◆ **SUPPLIED MATERIAL**:
^^^^^^^^^^^^^^^^

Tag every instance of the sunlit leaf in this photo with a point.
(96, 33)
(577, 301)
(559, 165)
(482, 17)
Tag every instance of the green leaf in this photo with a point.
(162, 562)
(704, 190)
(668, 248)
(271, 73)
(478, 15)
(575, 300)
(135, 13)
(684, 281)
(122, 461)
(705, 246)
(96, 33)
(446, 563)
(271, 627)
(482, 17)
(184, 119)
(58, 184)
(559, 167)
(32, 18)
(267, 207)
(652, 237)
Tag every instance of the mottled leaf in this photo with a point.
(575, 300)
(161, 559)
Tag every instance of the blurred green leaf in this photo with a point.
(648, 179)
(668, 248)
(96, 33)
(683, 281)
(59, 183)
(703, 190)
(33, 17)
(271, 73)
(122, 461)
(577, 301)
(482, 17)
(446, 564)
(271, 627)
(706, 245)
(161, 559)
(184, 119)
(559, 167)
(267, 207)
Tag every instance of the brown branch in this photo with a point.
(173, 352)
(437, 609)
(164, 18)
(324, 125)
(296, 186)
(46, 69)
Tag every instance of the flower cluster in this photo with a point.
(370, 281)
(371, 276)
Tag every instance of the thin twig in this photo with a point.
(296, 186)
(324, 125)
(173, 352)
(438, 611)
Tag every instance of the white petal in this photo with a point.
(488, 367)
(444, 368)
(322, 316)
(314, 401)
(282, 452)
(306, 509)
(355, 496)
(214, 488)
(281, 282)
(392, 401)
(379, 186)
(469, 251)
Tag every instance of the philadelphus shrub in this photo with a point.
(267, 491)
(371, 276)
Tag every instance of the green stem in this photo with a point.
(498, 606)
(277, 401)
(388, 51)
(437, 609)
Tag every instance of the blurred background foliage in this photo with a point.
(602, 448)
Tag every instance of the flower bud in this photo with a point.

^^^^^^^^^^^^^^^^

◆ **REQUEST**: Convert the lines from the one containing "Tag every instance of the blurred background" through the end of the records, both included, into a Markdown table with a "No." column that numbers each line and a "Text" column that holds the line. Leave out any blank lines.

◆ **FINISHED ANSWER**:
| No. | Text |
|---|---|
| 1 | Tag every instance of the blurred background foliage in this photo with a point. |
| 2 | (602, 448) |
| 3 | Tag every instance of the flower bud in this photo with a point. |